**Available data**
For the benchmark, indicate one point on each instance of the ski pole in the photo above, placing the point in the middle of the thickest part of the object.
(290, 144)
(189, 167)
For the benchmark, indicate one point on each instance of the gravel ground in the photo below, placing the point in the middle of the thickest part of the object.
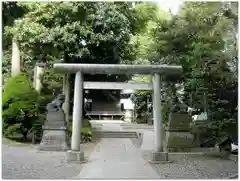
(29, 163)
(193, 166)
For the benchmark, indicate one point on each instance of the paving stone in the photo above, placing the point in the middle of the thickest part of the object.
(117, 158)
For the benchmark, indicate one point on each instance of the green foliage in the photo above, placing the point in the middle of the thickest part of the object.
(196, 40)
(86, 131)
(20, 104)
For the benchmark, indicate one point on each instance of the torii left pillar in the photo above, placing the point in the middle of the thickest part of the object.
(75, 154)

**Prompt**
Copy out everything in the listing above, from the line that contains "of the torii" down to the end of the listing, word for word.

**Exercise response**
For the benchmark, indicate one point on each instance of the torii left pillar in the photo above, placing the point in the middle of the thickest part of the object.
(75, 154)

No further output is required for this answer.